**Supplied text:**
- - - -

The reason that more progress was not achieved by the Allies in 1943 was that the GAF still stood between them and their dream of unrestricted bombing of German industry. The Luftwaffe had lost much of its offensive strength, but its fighter production curve was rising steadily and Germany still had faith in the power of an effective fighter force. The world had seen, in the Battle of Britain, what a determined fighter force could do in defending the homeland, even when badly outnumbered.

A year before, soon after America's entry into the war, Goering had demanded -- and received -- top priority for the production of fighters. Plans called for production, by December 1944, of 3,000 aircraft per month as compared with the average of some 1,200 per month in 1942. Single-engine fighter production alone was to be quadrupled. The reorganization was planned along mass production lines, with the use of slave labor to overcome manpower shortages as part of the program.

The Germans took the precaution of locating most of their new factories at a respectful distance from the airfields of Britain. They did not think it necessary, at that time, to go in heavily for dispersal or to place their key production centers underground. Nor, apparently, did they reckon with the possibility of air attack from the south on such centers as Regensburg or Wiener Neustadt.

Two Fighter Productions Plants (at unknown locations)

- - - -

**Given data:**
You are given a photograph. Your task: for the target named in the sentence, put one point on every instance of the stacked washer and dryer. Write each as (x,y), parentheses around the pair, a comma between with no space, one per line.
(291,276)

- - - -

**Task instructions:**
Answer from the passage on German fighter production:
(a) What did Goering demand top priority for?
(b) What monthly production figure was planned for December 1944?
(c) Which two production centers does the passage name as places where the Germans apparently did not expect air attack from the south?

**The response:**
(a) The production of fighters.
(b) 3,000 aircraft per month.
(c) Regensburg and Wiener Neustadt.